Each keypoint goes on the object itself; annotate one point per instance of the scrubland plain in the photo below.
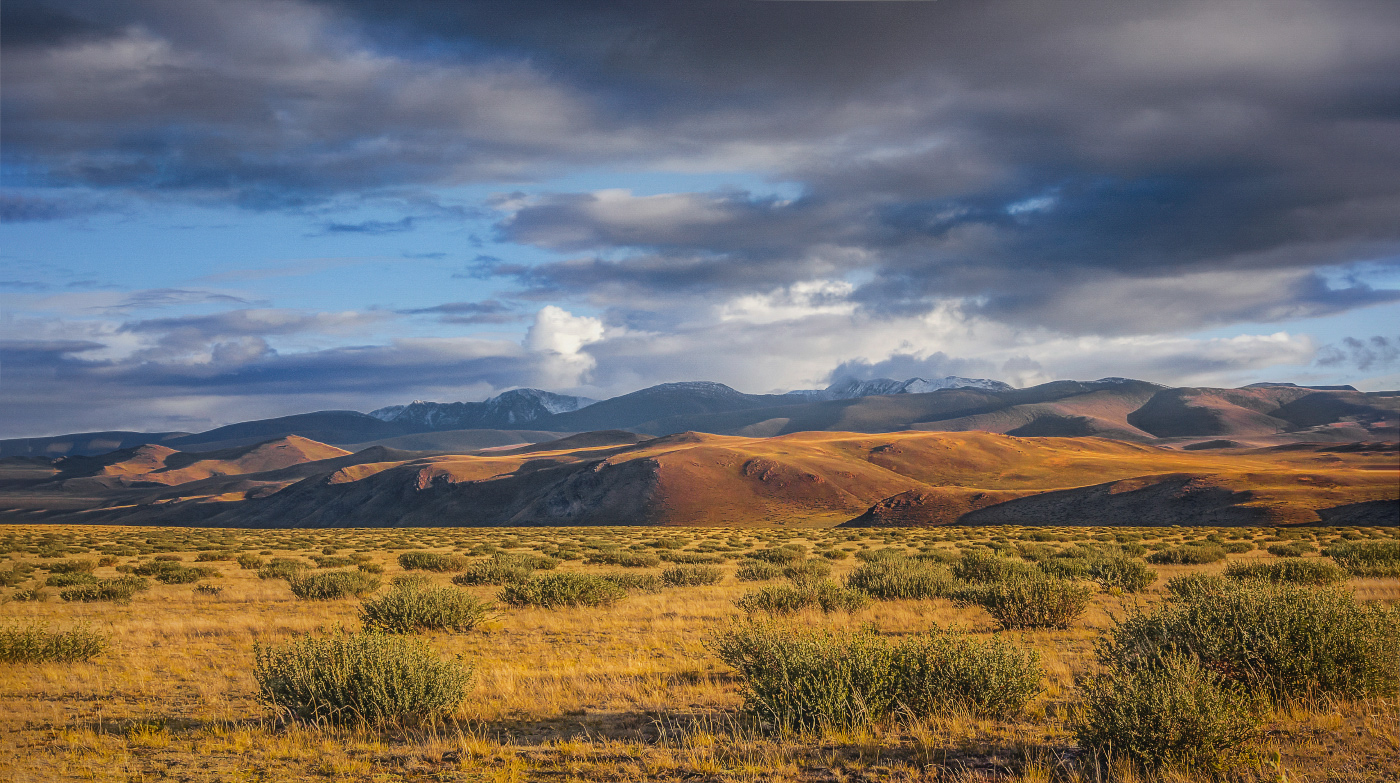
(626, 689)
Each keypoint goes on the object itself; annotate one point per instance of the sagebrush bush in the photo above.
(1036, 601)
(1175, 713)
(1281, 639)
(690, 576)
(626, 559)
(121, 590)
(1367, 558)
(72, 566)
(802, 678)
(367, 677)
(1298, 570)
(431, 562)
(1187, 556)
(758, 570)
(328, 586)
(984, 566)
(283, 567)
(891, 579)
(556, 590)
(413, 607)
(791, 598)
(34, 643)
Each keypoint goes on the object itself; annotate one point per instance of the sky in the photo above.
(217, 210)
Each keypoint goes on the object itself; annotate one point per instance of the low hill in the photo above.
(809, 478)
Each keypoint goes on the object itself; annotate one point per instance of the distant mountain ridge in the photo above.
(1113, 408)
(503, 411)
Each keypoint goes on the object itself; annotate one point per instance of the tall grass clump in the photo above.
(328, 586)
(1036, 601)
(1367, 558)
(431, 562)
(34, 643)
(1280, 639)
(692, 576)
(415, 607)
(1297, 570)
(1175, 713)
(801, 678)
(367, 677)
(118, 590)
(556, 590)
(1190, 555)
(889, 579)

================

Print all the records exactly, minus any images.

REPLY TO THE TASK
Each keypoint goes on the object itself; annotate one point per instance of the scrubland plain in the photo below.
(626, 689)
Each keypoint goes on the object itself; annotate one point per instance of the sagebrush bush in the photo above.
(1036, 601)
(1175, 713)
(1281, 639)
(690, 576)
(626, 559)
(121, 590)
(1367, 558)
(72, 566)
(802, 678)
(367, 677)
(1298, 570)
(431, 562)
(1187, 556)
(758, 570)
(328, 586)
(984, 566)
(283, 567)
(891, 579)
(556, 590)
(413, 607)
(791, 598)
(34, 643)
Each keypoint goes on the object itself; annotate one point per instance of the sky in the photo above.
(217, 210)
Each keypoint goes on the object itself; annotate one point per instance of the low hill in the photo above.
(809, 478)
Each keypoint goes on the object itself; annotate one point per instance of the distant mountain ridge in the photo above.
(1113, 408)
(503, 411)
Each keypoint goes on the object itself; annotate one point per instance of the tall grass clump in the photo above.
(328, 586)
(1036, 601)
(1367, 558)
(431, 562)
(34, 643)
(1280, 639)
(692, 576)
(415, 607)
(1297, 570)
(1175, 713)
(801, 678)
(367, 677)
(118, 590)
(556, 590)
(1190, 555)
(889, 579)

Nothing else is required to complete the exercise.